Instruction
Report how many lines of the records contain the word "container". Give only the number.

[Excerpts from labeled region data]
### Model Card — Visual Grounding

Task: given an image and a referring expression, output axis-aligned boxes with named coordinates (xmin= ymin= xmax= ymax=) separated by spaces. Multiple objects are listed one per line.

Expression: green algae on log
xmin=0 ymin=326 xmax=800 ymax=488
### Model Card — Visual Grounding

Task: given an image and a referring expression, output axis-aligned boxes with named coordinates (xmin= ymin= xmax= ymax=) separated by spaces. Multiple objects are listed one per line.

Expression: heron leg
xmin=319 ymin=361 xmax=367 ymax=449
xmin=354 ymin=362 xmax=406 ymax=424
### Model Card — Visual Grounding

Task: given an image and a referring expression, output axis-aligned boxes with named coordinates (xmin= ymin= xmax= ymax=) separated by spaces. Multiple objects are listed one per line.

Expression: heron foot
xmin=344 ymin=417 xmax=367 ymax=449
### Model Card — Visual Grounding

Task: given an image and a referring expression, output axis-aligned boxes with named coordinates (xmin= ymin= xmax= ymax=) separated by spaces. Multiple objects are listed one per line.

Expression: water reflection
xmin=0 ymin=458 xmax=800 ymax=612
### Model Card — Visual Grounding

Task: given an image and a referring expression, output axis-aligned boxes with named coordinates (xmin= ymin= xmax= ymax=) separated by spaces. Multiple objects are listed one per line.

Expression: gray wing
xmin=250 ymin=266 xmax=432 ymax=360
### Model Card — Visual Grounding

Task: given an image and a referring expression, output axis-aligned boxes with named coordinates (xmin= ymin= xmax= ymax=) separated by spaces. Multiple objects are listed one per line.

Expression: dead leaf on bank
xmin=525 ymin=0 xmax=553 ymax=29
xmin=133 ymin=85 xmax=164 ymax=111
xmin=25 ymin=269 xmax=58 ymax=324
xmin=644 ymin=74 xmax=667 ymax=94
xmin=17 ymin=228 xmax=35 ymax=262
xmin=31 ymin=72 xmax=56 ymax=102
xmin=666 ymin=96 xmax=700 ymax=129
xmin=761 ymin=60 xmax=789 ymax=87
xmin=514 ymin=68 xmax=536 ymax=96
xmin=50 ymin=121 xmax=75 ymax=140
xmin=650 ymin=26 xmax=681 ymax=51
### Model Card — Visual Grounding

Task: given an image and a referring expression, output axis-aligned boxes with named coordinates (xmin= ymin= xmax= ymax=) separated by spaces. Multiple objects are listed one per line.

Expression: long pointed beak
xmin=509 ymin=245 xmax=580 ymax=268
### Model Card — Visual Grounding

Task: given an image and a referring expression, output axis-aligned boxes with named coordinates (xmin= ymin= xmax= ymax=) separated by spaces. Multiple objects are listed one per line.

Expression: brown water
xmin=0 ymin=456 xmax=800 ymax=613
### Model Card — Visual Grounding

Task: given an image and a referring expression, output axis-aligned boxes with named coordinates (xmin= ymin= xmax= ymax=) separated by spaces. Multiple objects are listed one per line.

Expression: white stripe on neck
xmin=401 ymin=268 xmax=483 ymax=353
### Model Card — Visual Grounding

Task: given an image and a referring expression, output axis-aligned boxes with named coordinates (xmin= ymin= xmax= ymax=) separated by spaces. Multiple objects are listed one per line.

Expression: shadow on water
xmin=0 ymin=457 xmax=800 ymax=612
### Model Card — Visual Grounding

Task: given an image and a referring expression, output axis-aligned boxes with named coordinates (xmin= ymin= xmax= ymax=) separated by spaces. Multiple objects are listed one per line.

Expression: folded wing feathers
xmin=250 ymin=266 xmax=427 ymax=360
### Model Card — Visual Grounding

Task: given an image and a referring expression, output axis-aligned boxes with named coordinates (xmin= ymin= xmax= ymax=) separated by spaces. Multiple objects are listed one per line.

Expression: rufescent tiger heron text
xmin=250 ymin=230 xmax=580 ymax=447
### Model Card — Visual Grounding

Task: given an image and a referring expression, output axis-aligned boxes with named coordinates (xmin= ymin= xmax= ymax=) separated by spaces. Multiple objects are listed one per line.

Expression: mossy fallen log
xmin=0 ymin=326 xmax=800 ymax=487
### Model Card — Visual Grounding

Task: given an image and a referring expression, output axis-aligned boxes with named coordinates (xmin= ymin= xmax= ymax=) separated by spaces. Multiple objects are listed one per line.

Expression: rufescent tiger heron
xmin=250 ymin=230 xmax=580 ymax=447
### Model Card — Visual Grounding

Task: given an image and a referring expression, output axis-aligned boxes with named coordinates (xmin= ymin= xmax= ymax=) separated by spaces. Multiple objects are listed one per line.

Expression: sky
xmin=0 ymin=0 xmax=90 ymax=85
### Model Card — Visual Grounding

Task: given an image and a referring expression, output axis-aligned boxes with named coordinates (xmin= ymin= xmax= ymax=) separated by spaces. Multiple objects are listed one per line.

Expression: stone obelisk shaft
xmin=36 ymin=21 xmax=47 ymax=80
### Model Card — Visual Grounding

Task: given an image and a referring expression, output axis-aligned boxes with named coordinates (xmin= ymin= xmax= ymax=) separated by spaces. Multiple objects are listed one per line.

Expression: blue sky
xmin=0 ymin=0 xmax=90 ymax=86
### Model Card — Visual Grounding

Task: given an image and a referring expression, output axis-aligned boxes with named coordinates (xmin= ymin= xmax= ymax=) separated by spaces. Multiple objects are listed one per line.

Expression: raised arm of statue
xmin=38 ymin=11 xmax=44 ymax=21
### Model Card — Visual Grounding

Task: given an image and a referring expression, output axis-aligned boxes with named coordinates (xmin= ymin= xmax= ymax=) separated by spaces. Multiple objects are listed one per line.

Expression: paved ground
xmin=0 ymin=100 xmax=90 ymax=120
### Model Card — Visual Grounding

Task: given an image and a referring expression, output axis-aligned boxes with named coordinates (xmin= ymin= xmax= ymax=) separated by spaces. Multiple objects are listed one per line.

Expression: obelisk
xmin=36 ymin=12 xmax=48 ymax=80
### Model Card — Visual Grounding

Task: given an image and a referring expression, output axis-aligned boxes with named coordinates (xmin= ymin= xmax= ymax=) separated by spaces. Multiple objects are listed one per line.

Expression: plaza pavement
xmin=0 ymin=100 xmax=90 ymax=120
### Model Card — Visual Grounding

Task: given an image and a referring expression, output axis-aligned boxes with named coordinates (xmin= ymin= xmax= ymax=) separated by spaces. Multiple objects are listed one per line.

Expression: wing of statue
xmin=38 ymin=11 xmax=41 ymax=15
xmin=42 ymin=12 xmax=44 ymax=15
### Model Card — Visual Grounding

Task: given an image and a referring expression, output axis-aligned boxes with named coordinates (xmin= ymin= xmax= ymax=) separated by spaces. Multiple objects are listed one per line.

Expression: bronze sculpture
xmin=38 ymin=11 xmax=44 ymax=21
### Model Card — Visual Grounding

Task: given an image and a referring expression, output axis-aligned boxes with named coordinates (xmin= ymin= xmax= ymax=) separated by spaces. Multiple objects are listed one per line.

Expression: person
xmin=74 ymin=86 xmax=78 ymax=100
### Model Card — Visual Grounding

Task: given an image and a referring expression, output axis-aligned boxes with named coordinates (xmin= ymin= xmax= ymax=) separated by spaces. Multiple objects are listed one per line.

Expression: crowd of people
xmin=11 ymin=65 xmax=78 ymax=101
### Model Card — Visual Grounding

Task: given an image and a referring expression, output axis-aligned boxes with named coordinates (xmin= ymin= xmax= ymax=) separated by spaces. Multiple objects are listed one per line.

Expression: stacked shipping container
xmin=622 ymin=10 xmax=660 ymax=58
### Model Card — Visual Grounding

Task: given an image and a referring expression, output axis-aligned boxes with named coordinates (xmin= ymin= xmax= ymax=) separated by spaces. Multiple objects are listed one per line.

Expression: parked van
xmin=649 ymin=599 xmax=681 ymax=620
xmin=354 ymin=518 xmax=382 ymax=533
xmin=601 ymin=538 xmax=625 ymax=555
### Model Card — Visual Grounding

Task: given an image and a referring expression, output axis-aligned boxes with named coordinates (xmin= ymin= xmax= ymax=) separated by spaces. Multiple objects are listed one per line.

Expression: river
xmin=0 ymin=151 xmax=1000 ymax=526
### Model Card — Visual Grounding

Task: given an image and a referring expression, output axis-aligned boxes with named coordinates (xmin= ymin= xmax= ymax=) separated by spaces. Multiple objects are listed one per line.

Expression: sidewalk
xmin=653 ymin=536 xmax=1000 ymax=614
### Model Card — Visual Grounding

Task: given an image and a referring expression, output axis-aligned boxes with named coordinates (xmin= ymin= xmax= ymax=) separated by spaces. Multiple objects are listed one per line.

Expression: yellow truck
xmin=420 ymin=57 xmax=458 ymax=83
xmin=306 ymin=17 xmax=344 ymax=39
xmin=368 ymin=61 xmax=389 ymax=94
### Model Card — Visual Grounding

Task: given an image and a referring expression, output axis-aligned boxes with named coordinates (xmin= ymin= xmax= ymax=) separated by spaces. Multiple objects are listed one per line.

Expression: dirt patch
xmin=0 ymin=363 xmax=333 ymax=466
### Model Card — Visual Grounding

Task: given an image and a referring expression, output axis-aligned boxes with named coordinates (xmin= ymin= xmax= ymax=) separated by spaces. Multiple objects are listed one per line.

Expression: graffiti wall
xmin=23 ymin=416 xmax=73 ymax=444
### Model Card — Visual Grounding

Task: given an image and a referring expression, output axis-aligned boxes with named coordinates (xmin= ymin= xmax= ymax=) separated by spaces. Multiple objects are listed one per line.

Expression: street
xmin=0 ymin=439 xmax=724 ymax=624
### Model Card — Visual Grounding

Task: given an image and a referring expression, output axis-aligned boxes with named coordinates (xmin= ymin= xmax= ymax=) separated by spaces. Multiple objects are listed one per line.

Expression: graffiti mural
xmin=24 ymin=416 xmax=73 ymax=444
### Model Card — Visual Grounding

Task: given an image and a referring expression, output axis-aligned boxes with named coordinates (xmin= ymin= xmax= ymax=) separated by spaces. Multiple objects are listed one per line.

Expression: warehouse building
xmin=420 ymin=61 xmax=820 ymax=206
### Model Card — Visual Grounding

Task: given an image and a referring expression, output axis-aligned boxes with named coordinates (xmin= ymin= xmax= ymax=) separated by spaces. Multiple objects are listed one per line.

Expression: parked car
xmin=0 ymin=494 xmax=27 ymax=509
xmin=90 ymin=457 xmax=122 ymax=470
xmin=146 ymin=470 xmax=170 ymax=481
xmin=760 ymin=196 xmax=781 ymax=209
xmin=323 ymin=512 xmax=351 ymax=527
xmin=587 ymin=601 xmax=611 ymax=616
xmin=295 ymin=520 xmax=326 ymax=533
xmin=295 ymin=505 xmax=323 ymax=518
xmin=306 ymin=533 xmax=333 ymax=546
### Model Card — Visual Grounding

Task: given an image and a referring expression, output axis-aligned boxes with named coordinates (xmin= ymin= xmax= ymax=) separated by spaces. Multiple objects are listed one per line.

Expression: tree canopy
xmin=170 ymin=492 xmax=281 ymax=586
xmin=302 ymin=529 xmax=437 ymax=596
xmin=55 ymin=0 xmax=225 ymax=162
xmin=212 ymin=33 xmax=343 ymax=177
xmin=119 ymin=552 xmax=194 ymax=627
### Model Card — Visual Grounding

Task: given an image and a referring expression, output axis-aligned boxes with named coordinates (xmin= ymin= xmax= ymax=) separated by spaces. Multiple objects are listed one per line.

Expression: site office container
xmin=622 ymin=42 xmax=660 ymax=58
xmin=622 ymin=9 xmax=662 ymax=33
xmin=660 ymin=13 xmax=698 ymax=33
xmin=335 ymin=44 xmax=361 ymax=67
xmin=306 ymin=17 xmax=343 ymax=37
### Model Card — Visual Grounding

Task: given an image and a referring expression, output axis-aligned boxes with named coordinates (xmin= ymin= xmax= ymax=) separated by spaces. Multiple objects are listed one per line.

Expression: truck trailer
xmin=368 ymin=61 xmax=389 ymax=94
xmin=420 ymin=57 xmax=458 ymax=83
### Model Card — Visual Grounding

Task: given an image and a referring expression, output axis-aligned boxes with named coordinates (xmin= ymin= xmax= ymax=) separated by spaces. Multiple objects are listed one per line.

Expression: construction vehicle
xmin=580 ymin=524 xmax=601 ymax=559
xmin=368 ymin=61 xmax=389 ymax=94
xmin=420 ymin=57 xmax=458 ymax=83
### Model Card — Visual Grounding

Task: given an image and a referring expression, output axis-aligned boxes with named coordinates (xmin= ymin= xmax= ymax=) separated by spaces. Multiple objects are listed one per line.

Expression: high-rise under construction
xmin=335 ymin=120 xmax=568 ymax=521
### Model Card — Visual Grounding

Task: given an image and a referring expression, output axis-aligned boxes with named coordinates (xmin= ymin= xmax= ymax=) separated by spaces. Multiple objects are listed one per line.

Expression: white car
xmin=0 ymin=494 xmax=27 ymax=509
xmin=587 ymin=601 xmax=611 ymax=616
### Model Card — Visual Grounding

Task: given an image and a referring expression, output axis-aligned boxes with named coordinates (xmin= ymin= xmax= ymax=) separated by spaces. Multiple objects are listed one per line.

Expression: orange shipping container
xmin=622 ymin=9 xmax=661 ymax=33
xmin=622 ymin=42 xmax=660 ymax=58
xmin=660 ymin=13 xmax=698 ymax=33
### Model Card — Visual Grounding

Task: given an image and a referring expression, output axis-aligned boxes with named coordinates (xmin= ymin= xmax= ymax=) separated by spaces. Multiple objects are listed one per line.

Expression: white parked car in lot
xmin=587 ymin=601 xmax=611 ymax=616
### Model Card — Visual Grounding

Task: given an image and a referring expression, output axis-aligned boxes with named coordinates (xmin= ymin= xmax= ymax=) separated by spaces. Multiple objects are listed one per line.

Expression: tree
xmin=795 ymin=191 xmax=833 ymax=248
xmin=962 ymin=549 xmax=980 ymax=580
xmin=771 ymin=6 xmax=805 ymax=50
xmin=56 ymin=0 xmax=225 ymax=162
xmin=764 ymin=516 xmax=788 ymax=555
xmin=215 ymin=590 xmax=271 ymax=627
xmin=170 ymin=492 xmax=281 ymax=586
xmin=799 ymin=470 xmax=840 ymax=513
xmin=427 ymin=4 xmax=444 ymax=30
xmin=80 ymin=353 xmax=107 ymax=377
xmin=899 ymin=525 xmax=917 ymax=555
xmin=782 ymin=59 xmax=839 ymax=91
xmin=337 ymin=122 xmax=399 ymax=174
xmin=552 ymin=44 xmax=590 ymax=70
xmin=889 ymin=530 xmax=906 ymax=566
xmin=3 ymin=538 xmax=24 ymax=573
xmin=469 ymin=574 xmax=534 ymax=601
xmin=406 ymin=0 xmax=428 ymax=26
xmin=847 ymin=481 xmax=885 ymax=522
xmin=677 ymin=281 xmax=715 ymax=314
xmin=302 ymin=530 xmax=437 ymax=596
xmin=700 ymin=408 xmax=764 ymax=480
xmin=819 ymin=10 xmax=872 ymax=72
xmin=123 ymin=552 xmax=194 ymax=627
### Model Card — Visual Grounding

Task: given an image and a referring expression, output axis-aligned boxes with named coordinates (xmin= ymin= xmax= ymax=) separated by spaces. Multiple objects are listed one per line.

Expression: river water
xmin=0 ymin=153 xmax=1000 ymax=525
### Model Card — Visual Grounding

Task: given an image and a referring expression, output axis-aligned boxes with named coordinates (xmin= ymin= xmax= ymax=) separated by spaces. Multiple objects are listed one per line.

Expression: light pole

Response to the task
3